Sunday, August 31, 2014

BUMS


This is at # 96 in the list of UGC approved degrees in the Gazette notification of July 5, 2014.

That's all.

UGC's War on FYUP - VII: Some Observations


  1. The very first thing to note is the shameful silence of the science academies which championed the cause of a four year bachelors program in the sciences; their position paper was a precursor to the IISc's FYUP (and also Bangalore University where it has been in suspension since 2013) which started in August 2011, the same year IIT-K converted its five-year Integrated MSc program into a 4-year BS program.

    The Academies didn't defend, even partially, the FYUP at Delhi University. I can understand, sort of, their silence because DU's FYUP was not just for the sciences, but for all areas of study including commerce and the "arts subjects". But I just cannot understand their quiet aloofness after UGC came after IISc and now, the IITs.

  2. The statements of support from Prof. C.N.R. Rao and Dr. Anil Kakodkar have been timely. But their framing leaves much to be desired: "why are you doing this," they seem to say to UGC, "to our premier institutions?" It's as if it's okay for the UGC to do this to other institutions. As influential leaders, they could have stood solidly behind all our institutions of higher ed, and demanded autonomy for all of them.

  3. It has become fashionable among the influencers to support the creation of new types of institutions such as IIESTs and IISERs as well as starting new IITs, NITs and IIMs. An assumption which drives this trend is that our universities are so badly doomed that reforming "the system" is not even worth the effort.

..........

Could you edit everything in the blog post from "That's all." down to "4-year BS program.", putting "conspicuous" in place of "shameful", and write that part out again?

..........

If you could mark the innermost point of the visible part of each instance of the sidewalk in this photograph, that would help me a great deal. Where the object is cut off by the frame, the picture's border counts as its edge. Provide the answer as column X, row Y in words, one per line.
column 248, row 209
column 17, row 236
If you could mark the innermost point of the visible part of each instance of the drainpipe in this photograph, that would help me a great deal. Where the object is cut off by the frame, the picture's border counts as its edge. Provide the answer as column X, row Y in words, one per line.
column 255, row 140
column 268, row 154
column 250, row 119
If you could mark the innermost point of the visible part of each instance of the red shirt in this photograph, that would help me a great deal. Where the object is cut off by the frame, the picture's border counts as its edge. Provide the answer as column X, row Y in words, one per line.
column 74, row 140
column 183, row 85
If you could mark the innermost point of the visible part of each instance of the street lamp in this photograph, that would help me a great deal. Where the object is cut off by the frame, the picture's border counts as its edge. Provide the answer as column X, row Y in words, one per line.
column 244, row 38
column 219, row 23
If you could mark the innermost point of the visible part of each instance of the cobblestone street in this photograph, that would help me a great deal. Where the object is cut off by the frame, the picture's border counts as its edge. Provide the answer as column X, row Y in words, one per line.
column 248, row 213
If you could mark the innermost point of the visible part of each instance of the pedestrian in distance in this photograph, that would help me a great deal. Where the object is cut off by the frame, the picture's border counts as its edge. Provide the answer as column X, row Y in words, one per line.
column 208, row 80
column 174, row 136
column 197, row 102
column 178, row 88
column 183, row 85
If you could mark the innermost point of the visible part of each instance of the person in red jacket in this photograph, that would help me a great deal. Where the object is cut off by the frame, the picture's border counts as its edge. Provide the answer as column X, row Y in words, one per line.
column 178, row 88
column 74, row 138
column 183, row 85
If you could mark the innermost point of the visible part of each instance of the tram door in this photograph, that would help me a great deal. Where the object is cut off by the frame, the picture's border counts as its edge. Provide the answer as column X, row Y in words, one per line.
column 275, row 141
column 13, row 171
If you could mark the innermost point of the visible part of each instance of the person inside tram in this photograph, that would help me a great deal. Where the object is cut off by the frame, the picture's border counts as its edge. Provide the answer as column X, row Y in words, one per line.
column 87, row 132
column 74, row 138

..........

(ANSWER TO THIS EXERCISE):
That's all.

UGC's War on FYUP - VII: Some Observations


  1. The very first thing to note is the conspicuous silence of the science academies which championed the cause of a four year bachelors program in the sciences; their position paper was a precursor to the IISc's FYUP (and also Bangalore University where it has been in suspension since 2013) which started in August 2011, the same year IIT-K converted its five-year Integrated MSc program into a 4-year BS program.